- [PROBLEM] Set down word for word each line from the one containing "find the tree" through the end of the records, both included. Do not copy any pictures.

Collected data:
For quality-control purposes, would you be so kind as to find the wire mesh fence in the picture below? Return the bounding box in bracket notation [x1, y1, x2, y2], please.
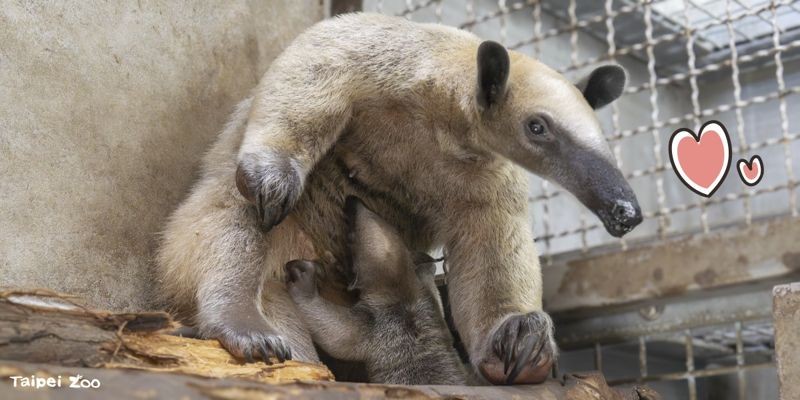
[547, 274, 779, 397]
[570, 319, 777, 400]
[363, 0, 800, 261]
[354, 1, 797, 397]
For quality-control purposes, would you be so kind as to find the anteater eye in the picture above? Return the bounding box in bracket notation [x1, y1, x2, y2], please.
[527, 120, 546, 136]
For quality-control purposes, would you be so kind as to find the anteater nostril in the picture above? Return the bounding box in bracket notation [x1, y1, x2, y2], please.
[611, 200, 637, 223]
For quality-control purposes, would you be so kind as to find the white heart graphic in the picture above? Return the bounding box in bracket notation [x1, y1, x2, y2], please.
[668, 120, 732, 197]
[737, 155, 764, 186]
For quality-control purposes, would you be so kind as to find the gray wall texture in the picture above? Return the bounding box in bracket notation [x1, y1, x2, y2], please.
[0, 1, 323, 311]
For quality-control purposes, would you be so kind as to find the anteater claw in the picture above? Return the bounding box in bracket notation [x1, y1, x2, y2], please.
[481, 310, 558, 385]
[236, 152, 303, 232]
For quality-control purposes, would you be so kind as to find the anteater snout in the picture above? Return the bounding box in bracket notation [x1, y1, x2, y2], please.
[606, 199, 642, 237]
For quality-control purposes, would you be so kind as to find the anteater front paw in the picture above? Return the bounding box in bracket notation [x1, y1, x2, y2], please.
[480, 310, 558, 385]
[236, 151, 304, 231]
[217, 327, 292, 364]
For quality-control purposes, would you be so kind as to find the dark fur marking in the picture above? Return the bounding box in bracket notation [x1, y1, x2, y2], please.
[580, 65, 626, 110]
[476, 41, 510, 108]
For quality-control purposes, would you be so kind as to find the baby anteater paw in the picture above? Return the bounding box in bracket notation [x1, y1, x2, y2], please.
[284, 260, 320, 301]
[480, 310, 558, 385]
[236, 151, 304, 231]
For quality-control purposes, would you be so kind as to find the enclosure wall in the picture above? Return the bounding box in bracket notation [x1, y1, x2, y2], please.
[0, 1, 324, 311]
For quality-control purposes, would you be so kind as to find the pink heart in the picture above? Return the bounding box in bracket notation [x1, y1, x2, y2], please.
[669, 121, 731, 197]
[737, 155, 763, 186]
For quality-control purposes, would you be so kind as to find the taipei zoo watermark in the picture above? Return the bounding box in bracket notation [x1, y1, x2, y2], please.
[8, 374, 101, 390]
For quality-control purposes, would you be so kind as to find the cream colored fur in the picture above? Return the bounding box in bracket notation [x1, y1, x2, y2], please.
[157, 13, 620, 375]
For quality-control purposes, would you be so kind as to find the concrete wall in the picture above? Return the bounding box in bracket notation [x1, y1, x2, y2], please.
[0, 1, 323, 311]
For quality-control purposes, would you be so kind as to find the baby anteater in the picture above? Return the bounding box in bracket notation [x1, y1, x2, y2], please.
[284, 197, 474, 385]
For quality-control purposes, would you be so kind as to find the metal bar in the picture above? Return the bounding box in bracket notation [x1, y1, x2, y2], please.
[566, 0, 590, 253]
[507, 2, 642, 51]
[735, 321, 747, 400]
[498, 0, 508, 45]
[459, 0, 533, 29]
[465, 0, 476, 32]
[567, 0, 578, 68]
[594, 342, 603, 372]
[687, 0, 755, 45]
[771, 0, 798, 217]
[531, 0, 542, 57]
[553, 285, 776, 349]
[643, 1, 670, 239]
[734, 0, 777, 34]
[530, 1, 551, 261]
[684, 0, 710, 234]
[534, 182, 795, 243]
[605, 0, 626, 252]
[536, 181, 797, 241]
[608, 362, 774, 386]
[613, 82, 800, 142]
[639, 336, 648, 381]
[685, 330, 697, 400]
[537, 0, 795, 74]
[624, 37, 800, 96]
[726, 0, 753, 227]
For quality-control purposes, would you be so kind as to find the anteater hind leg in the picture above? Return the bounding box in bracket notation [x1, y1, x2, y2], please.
[191, 211, 318, 363]
[159, 185, 319, 363]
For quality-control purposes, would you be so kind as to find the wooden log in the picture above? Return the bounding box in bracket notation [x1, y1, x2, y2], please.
[0, 289, 333, 384]
[0, 289, 660, 399]
[0, 360, 660, 400]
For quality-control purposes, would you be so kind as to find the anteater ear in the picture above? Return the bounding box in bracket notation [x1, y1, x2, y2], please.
[577, 64, 626, 109]
[476, 40, 510, 109]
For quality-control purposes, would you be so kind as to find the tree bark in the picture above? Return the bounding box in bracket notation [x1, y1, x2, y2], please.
[0, 289, 659, 399]
[0, 289, 333, 383]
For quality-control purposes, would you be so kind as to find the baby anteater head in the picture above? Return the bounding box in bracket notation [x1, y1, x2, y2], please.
[343, 196, 441, 308]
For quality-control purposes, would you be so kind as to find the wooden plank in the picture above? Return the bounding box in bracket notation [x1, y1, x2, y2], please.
[543, 216, 800, 313]
[773, 282, 800, 400]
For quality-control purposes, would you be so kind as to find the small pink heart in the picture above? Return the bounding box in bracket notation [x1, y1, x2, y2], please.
[737, 155, 763, 186]
[669, 121, 731, 197]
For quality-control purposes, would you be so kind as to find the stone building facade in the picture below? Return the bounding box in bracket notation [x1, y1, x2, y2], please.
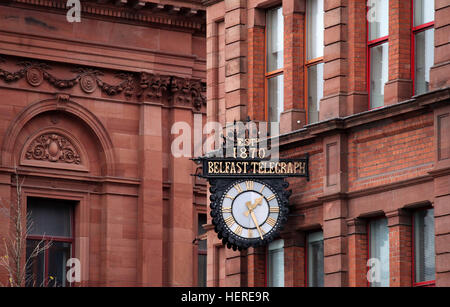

- [EXERCISE RESULT]
For quality-control purposes, would you be so kind as to find the tree bark in the picture above? Return the bounding box in bracket notation [x1, y1, x2, y2], please.
[0, 289, 659, 399]
[0, 289, 333, 383]
For quality-control purposes, would you be so kind as to find the baby anteater head in the picture above? Return the bounding box in bracket notation [x1, y1, x2, y2], please.
[343, 196, 441, 308]
For quality-control purposes, would you be so kind as to find the wooden plank in the picture above? Return the bounding box in bracket notation [x1, y1, x2, y2], please.
[543, 216, 800, 313]
[773, 282, 800, 400]
For quality-control purposes, would you be so kind as to find the small pink heart in the picture above? Return the bounding box in bracket notation [x1, y1, x2, y2], please.
[737, 155, 763, 186]
[669, 121, 731, 197]
For quality-control purposes, would you be so kind as to find the stone building facade in the picture below? Return the bounding box in bracket notation [x1, y1, x2, y2], please.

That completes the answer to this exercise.